====== Listed records ======

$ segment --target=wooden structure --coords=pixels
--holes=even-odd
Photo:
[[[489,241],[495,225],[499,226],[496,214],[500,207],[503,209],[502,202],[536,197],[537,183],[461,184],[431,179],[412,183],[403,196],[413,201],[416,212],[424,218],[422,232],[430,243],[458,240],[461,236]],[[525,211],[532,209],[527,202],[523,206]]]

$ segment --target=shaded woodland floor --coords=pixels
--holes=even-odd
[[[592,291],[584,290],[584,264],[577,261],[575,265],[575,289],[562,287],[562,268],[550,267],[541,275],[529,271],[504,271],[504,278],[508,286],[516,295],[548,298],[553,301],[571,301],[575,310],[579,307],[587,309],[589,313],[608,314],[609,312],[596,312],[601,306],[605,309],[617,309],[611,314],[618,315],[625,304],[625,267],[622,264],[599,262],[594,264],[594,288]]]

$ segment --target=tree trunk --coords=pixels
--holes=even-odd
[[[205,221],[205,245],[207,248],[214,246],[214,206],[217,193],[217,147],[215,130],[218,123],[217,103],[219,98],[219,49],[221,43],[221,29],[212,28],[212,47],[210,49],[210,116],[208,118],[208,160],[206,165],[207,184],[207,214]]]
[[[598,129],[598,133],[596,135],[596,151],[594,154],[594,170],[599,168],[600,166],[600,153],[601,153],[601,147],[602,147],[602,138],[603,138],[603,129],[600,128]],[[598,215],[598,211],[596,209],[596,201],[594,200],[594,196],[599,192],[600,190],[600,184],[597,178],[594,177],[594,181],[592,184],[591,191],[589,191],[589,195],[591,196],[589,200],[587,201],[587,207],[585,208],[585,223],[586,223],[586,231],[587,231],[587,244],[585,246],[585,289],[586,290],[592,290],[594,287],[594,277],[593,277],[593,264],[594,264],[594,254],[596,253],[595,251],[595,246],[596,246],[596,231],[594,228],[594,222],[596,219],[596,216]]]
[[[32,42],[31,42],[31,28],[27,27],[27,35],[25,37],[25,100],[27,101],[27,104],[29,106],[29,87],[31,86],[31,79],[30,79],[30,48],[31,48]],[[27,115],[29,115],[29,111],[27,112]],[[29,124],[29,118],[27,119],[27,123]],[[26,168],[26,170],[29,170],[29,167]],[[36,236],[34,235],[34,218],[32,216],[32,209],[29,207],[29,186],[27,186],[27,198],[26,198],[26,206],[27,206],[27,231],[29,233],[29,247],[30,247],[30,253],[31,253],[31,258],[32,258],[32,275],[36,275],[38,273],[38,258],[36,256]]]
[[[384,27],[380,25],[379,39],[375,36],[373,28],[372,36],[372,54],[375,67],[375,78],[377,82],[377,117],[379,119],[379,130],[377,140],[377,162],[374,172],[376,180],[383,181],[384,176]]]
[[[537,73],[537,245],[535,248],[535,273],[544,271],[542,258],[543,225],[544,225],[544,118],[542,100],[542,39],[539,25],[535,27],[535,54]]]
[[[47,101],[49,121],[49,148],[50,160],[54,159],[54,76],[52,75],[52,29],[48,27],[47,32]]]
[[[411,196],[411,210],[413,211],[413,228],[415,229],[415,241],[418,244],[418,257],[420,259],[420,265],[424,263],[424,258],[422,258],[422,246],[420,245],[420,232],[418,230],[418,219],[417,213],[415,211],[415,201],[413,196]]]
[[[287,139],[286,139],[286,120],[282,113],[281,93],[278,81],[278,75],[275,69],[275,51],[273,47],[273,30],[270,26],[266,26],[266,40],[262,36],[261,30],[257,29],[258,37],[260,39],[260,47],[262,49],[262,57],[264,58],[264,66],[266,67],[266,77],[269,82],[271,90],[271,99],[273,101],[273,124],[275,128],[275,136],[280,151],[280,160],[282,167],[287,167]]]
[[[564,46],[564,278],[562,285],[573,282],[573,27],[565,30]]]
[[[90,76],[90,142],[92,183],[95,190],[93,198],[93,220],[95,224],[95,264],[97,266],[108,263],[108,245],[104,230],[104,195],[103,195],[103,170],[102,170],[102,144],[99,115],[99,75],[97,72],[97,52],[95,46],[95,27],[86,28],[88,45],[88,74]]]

======

§ Your goal
Please repeat the material above, word for word and in full.

§ Answer to the exercise
$ segment --target=wooden structure --coords=pixels
--holes=even-odd
Photo:
[[[489,241],[495,225],[499,226],[496,214],[500,207],[503,209],[502,202],[536,197],[537,183],[461,184],[431,179],[412,183],[403,196],[413,201],[416,212],[424,218],[422,232],[430,243],[458,240],[461,236]],[[525,211],[532,209],[527,202],[523,206]]]

$ segment --target=shaded woodland floor --coords=pixels
--holes=even-odd
[[[592,291],[584,290],[584,264],[577,261],[575,265],[575,289],[562,287],[562,268],[550,267],[541,275],[529,271],[504,271],[504,278],[508,286],[516,295],[548,298],[553,301],[571,301],[575,310],[579,307],[587,309],[589,313],[608,314],[609,312],[596,312],[601,306],[605,309],[617,309],[611,314],[618,315],[625,304],[625,267],[622,264],[599,262],[594,264],[594,288]]]

$ segment --target=tree trunk --coords=pixels
--holes=even-odd
[[[205,221],[205,245],[207,248],[214,246],[214,206],[217,193],[217,147],[215,130],[218,123],[217,103],[219,98],[219,49],[221,43],[221,29],[212,28],[212,47],[210,49],[210,116],[208,118],[208,160],[206,165],[207,184],[207,214]]]
[[[598,129],[598,133],[596,135],[596,151],[594,154],[594,170],[599,168],[600,166],[600,153],[601,153],[601,147],[602,147],[602,138],[603,138],[603,129],[600,128]],[[598,215],[598,211],[596,209],[596,201],[594,200],[594,196],[599,192],[600,190],[600,184],[597,178],[594,177],[594,181],[592,184],[591,191],[589,191],[589,195],[591,196],[589,200],[587,201],[587,207],[585,208],[585,223],[586,223],[586,231],[587,231],[587,244],[585,246],[585,289],[586,290],[592,290],[594,287],[594,277],[593,277],[593,264],[594,264],[594,254],[596,253],[595,251],[595,246],[596,246],[596,231],[594,228],[594,222],[596,219],[596,216]]]
[[[32,42],[31,42],[31,28],[27,27],[27,35],[25,37],[25,100],[27,101],[27,104],[29,106],[29,87],[31,86],[31,79],[30,79],[30,48],[31,48]],[[27,115],[29,115],[29,111],[27,112]],[[29,124],[29,118],[27,119],[27,123]],[[26,168],[26,170],[29,170],[29,167]],[[36,236],[34,235],[34,218],[32,216],[32,209],[29,207],[29,186],[27,186],[27,198],[26,198],[26,206],[27,206],[27,231],[29,233],[29,247],[30,247],[30,253],[31,253],[31,258],[32,258],[32,275],[36,275],[38,273],[38,258],[36,256]]]
[[[384,27],[380,25],[379,39],[375,36],[373,28],[372,36],[372,54],[375,67],[375,78],[377,82],[377,117],[379,119],[379,130],[377,140],[377,162],[374,172],[376,180],[383,181],[384,176]]]
[[[537,73],[537,245],[535,248],[535,273],[544,271],[542,258],[543,225],[544,225],[544,118],[542,100],[542,39],[539,25],[535,27],[535,54]]]
[[[47,101],[49,121],[49,148],[50,160],[54,159],[54,76],[52,75],[52,29],[48,27],[47,32]]]
[[[411,196],[411,210],[413,211],[413,228],[415,229],[415,241],[418,244],[418,257],[420,259],[420,265],[424,263],[424,258],[422,258],[422,246],[420,245],[420,232],[418,230],[418,219],[417,213],[415,211],[415,201],[413,196]]]
[[[287,139],[286,139],[286,120],[282,113],[281,93],[278,81],[278,75],[275,69],[275,51],[273,47],[273,30],[270,26],[266,26],[266,40],[262,36],[261,30],[257,29],[258,37],[260,39],[260,47],[262,49],[262,57],[264,58],[264,66],[266,67],[266,77],[269,82],[271,90],[271,99],[273,101],[273,124],[275,128],[275,136],[280,151],[280,160],[282,167],[287,167]]]
[[[564,46],[564,278],[562,285],[573,282],[573,27],[565,30]]]
[[[90,76],[90,142],[92,183],[95,190],[93,198],[93,220],[95,224],[95,264],[97,266],[108,263],[108,245],[104,230],[104,195],[103,195],[103,170],[102,170],[102,144],[99,115],[99,75],[97,72],[97,52],[95,46],[95,27],[86,28],[88,45],[88,74]]]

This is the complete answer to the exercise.